⟨

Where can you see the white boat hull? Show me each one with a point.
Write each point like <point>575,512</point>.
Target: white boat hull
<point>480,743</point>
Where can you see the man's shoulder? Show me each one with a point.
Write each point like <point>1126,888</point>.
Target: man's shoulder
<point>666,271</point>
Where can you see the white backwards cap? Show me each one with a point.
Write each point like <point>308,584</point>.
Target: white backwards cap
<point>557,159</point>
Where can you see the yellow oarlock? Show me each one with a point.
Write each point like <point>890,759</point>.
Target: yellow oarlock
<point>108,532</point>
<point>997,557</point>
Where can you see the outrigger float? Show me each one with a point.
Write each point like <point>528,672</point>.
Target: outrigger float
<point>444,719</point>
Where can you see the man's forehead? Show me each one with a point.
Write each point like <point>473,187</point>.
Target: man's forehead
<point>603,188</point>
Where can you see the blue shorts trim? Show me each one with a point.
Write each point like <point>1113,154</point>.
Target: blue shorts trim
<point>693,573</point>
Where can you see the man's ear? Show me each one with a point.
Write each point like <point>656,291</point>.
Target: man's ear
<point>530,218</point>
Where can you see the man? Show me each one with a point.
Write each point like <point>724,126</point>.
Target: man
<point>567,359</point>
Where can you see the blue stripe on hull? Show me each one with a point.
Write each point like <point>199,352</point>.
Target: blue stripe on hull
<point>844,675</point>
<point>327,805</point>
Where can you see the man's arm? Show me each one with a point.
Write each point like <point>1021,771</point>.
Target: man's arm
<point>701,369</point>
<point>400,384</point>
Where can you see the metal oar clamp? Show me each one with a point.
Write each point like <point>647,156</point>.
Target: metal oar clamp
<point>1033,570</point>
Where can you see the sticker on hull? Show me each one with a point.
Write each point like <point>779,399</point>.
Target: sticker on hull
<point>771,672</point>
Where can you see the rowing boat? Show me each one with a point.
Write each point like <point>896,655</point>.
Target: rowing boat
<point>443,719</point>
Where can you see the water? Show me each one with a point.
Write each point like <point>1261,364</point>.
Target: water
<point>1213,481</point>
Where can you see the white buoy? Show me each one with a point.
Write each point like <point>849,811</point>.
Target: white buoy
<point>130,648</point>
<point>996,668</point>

⟩

▸ **Objective**
Copy everything in the listing from the line containing "Where can you see the water?" down to the line containing "<point>1213,481</point>", keeping both of those lines and changing nothing.

▸ **Response for this exercise**
Where can you see the water? Show me each one with a point.
Write each point like <point>1261,364</point>.
Target: water
<point>1213,481</point>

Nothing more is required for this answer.